┌─ WORKING DATA
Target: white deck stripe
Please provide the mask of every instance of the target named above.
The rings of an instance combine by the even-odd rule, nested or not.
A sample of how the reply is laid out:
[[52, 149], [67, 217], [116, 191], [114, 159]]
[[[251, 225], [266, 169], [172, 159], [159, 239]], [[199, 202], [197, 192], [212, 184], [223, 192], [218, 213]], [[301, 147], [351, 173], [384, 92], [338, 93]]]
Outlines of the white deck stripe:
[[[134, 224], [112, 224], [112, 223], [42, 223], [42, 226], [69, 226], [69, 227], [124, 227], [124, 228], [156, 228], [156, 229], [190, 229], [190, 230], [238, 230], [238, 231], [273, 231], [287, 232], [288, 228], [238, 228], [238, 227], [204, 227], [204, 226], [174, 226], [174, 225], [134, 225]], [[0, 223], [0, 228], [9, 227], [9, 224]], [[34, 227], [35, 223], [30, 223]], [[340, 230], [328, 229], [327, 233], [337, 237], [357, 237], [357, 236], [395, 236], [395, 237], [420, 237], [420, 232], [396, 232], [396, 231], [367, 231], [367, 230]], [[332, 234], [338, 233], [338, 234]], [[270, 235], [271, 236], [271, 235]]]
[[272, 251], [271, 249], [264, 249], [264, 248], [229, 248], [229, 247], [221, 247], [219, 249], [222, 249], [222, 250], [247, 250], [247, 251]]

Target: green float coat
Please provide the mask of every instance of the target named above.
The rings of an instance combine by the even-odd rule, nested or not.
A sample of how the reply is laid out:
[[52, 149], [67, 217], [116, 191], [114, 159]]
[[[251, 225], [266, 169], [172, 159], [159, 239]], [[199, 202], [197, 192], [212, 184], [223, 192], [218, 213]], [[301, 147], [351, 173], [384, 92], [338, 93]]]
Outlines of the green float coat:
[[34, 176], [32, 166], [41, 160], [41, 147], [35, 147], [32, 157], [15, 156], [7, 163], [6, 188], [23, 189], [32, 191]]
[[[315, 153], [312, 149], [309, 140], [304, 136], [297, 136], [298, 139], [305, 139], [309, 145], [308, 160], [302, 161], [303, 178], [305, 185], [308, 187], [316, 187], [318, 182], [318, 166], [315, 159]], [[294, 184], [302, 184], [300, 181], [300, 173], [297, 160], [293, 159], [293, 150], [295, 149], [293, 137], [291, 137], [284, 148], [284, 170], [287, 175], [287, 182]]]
└─
EXERCISE BRIEF:
Reproduce every line of the rows above, character for character, with nothing added or left out.

SOLUTION TO THE EXERCISE:
Target: white deck stripe
Please provide the mask of every instance of the target named above.
The rings of an instance combine by the even-odd rule, nested or not.
A sample of how the reply is laid out:
[[52, 149], [67, 217], [116, 191], [114, 159]]
[[[251, 225], [266, 169], [172, 159], [159, 239]], [[199, 202], [197, 192], [212, 184], [223, 192], [218, 213]], [[301, 147], [351, 173], [384, 92], [338, 93]]]
Outlines of the white deck stripe:
[[[134, 224], [112, 224], [112, 223], [42, 223], [42, 226], [69, 226], [69, 227], [124, 227], [124, 228], [156, 228], [156, 229], [190, 229], [190, 230], [238, 230], [238, 231], [273, 231], [287, 232], [288, 228], [238, 228], [238, 227], [204, 227], [204, 226], [174, 226], [174, 225], [134, 225]], [[0, 223], [0, 228], [9, 227], [9, 224]], [[34, 227], [35, 223], [30, 223]], [[340, 230], [328, 229], [327, 233], [337, 237], [357, 237], [357, 236], [395, 236], [395, 237], [420, 237], [420, 232], [396, 232], [396, 231], [367, 231], [367, 230]], [[332, 234], [338, 233], [338, 234]], [[270, 235], [271, 236], [271, 235]]]
[[272, 251], [271, 249], [264, 249], [264, 248], [229, 248], [229, 247], [221, 247], [219, 249], [222, 249], [222, 250], [247, 250], [247, 251]]

Target: green float coat
Please provide the mask of every instance of the target named above.
The rings of an instance combine by the even-odd rule, nested or not.
A sample of how the reply is laid out:
[[52, 149], [67, 217], [116, 191], [114, 159]]
[[[251, 225], [266, 169], [172, 159], [159, 239]], [[199, 202], [197, 192], [212, 184], [223, 192], [218, 213]], [[301, 147], [351, 173], [384, 92], [338, 93]]]
Outlines of the green float coat:
[[34, 176], [32, 166], [41, 160], [41, 147], [35, 147], [32, 157], [15, 156], [7, 163], [6, 188], [23, 189], [32, 191]]
[[[315, 153], [312, 149], [309, 140], [304, 136], [297, 136], [298, 139], [305, 139], [309, 145], [308, 160], [302, 161], [303, 178], [305, 185], [308, 187], [316, 187], [318, 182], [318, 166], [315, 159]], [[294, 184], [302, 184], [300, 181], [300, 173], [297, 160], [293, 159], [293, 150], [295, 149], [293, 137], [291, 137], [284, 148], [284, 170], [287, 175], [287, 182]]]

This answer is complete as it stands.